What the exercise asks
Substitute "scanner" for every "detector" in the entries below, and reproduce them with nothing else altered.

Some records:

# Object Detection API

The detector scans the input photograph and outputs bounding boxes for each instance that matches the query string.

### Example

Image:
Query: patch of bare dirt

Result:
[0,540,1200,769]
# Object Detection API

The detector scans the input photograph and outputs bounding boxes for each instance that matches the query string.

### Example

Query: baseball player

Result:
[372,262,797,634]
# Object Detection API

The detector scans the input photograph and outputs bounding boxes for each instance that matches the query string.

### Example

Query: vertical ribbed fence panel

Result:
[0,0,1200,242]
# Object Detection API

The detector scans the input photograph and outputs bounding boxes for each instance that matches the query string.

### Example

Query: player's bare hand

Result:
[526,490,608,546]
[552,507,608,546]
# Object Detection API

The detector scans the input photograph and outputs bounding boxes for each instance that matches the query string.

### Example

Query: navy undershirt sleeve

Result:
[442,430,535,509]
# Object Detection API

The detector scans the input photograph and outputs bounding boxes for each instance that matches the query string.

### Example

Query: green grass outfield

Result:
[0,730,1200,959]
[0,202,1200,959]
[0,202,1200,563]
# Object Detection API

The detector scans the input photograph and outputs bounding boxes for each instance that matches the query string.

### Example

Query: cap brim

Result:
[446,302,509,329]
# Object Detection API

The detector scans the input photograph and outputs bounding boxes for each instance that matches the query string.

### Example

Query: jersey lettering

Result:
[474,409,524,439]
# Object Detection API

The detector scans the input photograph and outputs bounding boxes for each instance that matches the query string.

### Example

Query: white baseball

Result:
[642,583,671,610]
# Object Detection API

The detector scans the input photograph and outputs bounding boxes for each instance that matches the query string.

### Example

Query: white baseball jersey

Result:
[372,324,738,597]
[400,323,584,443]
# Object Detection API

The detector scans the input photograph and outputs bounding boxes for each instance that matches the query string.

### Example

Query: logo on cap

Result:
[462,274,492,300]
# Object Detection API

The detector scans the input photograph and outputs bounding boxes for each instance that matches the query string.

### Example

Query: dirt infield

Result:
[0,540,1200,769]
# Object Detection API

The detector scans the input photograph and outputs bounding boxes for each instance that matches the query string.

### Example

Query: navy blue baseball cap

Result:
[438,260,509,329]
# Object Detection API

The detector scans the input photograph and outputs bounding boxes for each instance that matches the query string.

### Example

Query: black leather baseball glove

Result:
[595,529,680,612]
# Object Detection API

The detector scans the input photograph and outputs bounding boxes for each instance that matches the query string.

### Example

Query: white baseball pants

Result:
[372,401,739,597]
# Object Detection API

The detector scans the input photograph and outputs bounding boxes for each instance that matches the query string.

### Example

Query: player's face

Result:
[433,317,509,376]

Task output
# Object Detection API

The scanner scans the input photograph and outputs bounding boxes for each instance that matches the query string.

### Example

Image:
Query: patch of bare dirt

Result:
[0,540,1200,769]
# Object Detection API

The scanner scans the input photograph and outputs bounding boxes for each instance that matches the query string.

### Example

Query: baseball player

Result:
[372,262,797,634]
# Object Detection API

The scanner scans the input photograph and outputs bounding boxes for each instance that matches the query string.

### Example

Query: vertical ribbed fence panel

Result:
[0,0,1200,242]
# Object Detection API

The scanner scans the input photograph and outputs bounding boxes for each instance that matches the query string.

### Example

Query: player's bare hand

Result:
[526,490,608,546]
[552,507,608,546]
# Object Detection API

The scanner scans the input photograph and outputs bounding boxes for each instance that matches the query string.

### Example

Query: navy undershirt sleeve

Result:
[442,430,535,509]
# Object Detection API

The scanner scans the input photograph and outputs bounding boxes for each instance that matches the query string.

### Example

Query: green grass outfield

Result:
[0,730,1200,959]
[0,202,1200,959]
[0,202,1200,563]
# Object Detection API

The scanner scans the input photograph and outputs bounding boxes for each instance that matches the query string.

### Example

Query: cap brim

Result:
[446,302,509,329]
# Object Detection API

The scanner scans the input photograph and outputs bounding boxes for each instance that matches the query string.

### Example

Query: jersey lettering

Result:
[474,409,524,439]
# Object Detection API

The scanner scans the input photograph and outputs bounding boxes for each instance that matches the query string.

### Example

Query: white baseball

Result:
[642,583,671,610]
# Object Detection API

The scanner scans the input photograph and outputs bounding boxes for each instance that matches the query string.

### Example

Query: white baseball jersey

Result:
[372,324,738,597]
[400,323,584,443]
# Object Detection API

The scanner scans the input photograph and outputs bounding boxes for each instance that matches the query string.

### Example

Query: logo on cap

Result:
[462,274,492,300]
# Object Detection API

The scanner scans the input photograph and outputs bounding boxes for each instance that matches the query string.

### Example

Query: dirt infield

Result:
[0,540,1200,769]
# Object Detection API

The scanner scans the input photograph and outputs bounding boxes for each instance that matches the query string.

### Example

Query: navy blue baseball cap

Result:
[438,260,509,329]
# Object Detection API

The scanner scans the input photograph and outputs bounding boxes for each instance that matches the query string.

### Example

Query: black leather baseball glove

Result:
[595,529,680,612]
# Object Detection API

The scanner scans the input photograph and outputs bounding boxes for each instance that matches the query string.

### Example

Query: white baseball pants

Result:
[372,401,739,597]
# Object Detection API

The scanner scans the input photograph and outputs bounding boxes for each instance that matches the query string.

### Example

Query: player's face

Result:
[433,317,509,376]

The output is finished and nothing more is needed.